■ **Material supplied**:
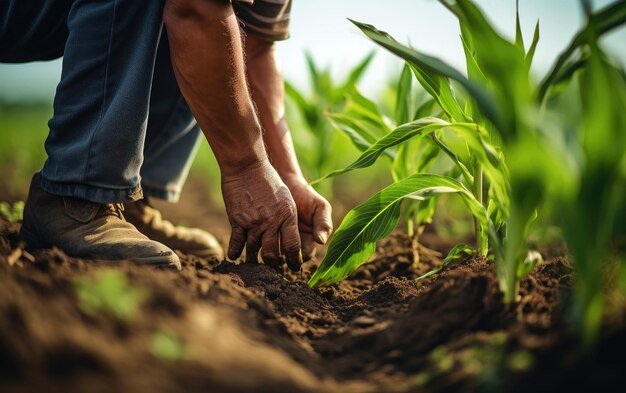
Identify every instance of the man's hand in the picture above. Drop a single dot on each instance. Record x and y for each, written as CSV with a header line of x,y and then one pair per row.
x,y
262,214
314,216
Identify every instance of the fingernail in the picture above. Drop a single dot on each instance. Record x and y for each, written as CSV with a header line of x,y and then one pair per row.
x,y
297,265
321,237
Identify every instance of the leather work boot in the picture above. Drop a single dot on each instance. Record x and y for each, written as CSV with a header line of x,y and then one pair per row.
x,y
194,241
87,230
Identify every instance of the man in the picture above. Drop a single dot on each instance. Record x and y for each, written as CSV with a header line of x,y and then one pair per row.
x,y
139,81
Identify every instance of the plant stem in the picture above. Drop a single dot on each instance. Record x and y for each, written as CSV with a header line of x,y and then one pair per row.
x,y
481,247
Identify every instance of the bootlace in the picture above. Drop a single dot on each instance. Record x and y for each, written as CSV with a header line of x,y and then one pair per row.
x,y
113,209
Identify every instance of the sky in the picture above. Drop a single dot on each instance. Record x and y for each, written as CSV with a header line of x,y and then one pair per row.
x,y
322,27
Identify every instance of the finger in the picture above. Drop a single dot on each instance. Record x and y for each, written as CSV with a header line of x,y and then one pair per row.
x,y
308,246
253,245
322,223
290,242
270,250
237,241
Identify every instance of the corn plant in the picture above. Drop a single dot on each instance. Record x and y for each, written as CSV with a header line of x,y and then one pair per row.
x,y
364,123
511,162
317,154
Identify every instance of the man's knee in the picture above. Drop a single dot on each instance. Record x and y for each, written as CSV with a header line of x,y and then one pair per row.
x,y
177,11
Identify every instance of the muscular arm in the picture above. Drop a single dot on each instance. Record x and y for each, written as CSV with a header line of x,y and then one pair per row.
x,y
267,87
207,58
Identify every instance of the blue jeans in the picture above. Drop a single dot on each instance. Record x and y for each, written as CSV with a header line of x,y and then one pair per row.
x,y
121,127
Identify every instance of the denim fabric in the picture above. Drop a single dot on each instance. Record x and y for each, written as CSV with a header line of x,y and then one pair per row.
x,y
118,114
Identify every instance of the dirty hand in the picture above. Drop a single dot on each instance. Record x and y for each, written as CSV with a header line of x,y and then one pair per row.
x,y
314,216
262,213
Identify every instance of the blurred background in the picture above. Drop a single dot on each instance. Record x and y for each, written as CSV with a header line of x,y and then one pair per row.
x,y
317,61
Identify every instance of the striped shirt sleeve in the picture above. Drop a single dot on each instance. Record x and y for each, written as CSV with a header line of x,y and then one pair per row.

■ **Problem requirements**:
Restate word for word the lines above, beginning with the one that contains "Identify every instance of the denim" and ending with the last line.

■ **Solved problem**:
Identify every instance of the denim fabric in the picture above. Drop a single dot on each instance. Record x and y for each, written as CSV with a header line of x,y and then one pair per row.
x,y
118,114
Identify every instance of the dirty hand in the picture above. Drop a single dot on each instance. Record x and y for each, written as CSV with a header line of x,y and then one pair per row.
x,y
314,216
262,213
Identify every instance of the blurred background in the picture above. Drop a single dot on each instance. Record x and y for each, written as CSV with a header line of x,y and then one pair per row.
x,y
317,61
Identify every instance of the striped shirt sleeve in the picture above. Drop a single dot on each instance. Record x and y for each, written as CSV with a header line of x,y and then one pair per row.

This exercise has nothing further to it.